▶ **Work task**:
Could you copy every entry exactly, with nothing changed?

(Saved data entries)
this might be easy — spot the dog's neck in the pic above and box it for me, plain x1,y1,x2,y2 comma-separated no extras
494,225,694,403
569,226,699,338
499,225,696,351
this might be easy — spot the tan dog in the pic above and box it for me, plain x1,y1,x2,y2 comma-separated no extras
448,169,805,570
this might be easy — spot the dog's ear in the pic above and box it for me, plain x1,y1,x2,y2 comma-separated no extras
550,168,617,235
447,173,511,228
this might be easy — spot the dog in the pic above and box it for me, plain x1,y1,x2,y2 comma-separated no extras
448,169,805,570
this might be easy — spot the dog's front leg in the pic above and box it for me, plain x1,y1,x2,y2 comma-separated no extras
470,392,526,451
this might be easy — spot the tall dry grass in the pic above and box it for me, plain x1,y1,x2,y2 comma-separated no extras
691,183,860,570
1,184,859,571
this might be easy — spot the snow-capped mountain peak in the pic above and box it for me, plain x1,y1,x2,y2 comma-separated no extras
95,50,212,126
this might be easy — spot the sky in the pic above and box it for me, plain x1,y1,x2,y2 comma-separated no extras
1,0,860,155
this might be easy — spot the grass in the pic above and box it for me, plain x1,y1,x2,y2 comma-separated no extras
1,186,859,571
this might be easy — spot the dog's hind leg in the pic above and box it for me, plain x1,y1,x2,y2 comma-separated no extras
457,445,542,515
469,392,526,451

▶ **Solved problem**:
this might be easy — spot the dog's neck in the pic above and box it for me, plain x1,y1,x2,y2 comma-separated no extras
494,225,694,403
569,226,699,338
499,225,696,351
this might be easy — spot the tan dog in the pic above and box it for me, plain x1,y1,x2,y2 comma-separated no extras
448,169,805,570
this might be easy — spot the dog's ear in the pic above and box it for me, plain x1,y1,x2,y2 comma-separated no extras
550,168,617,235
447,173,511,228
this might be easy — spot the dog in the pic above and box it for me, plain x1,y1,x2,y2 comma-separated no extras
448,169,805,570
this might be easy — spot the dog's front leg in the pic above and box it for me, plain x1,y1,x2,y2 comma-separated no extras
470,392,526,451
this might be easy — spot the tall dry grass in the pic above and box it for me, plain x1,y1,x2,y2 comma-separated no extras
691,183,860,570
1,184,859,571
this might be easy — spot the snow-capped mountain peak in the pic above and box it for me, plain x1,y1,x2,y2 comma-separated no extras
95,50,212,126
this might be easy — spot the sky in the pic above and box it for me, plain x1,y1,x2,y2 comma-separated no extras
1,0,860,155
this might be easy — spot the grass in the pic above and box it for me, plain x1,y1,x2,y2 comma-separated no extras
1,186,859,571
this might be easy — spot the dog's hind leg in the pic above and box it for me, plain x1,y1,x2,y2 comma-separated no extras
457,445,542,515
469,392,526,451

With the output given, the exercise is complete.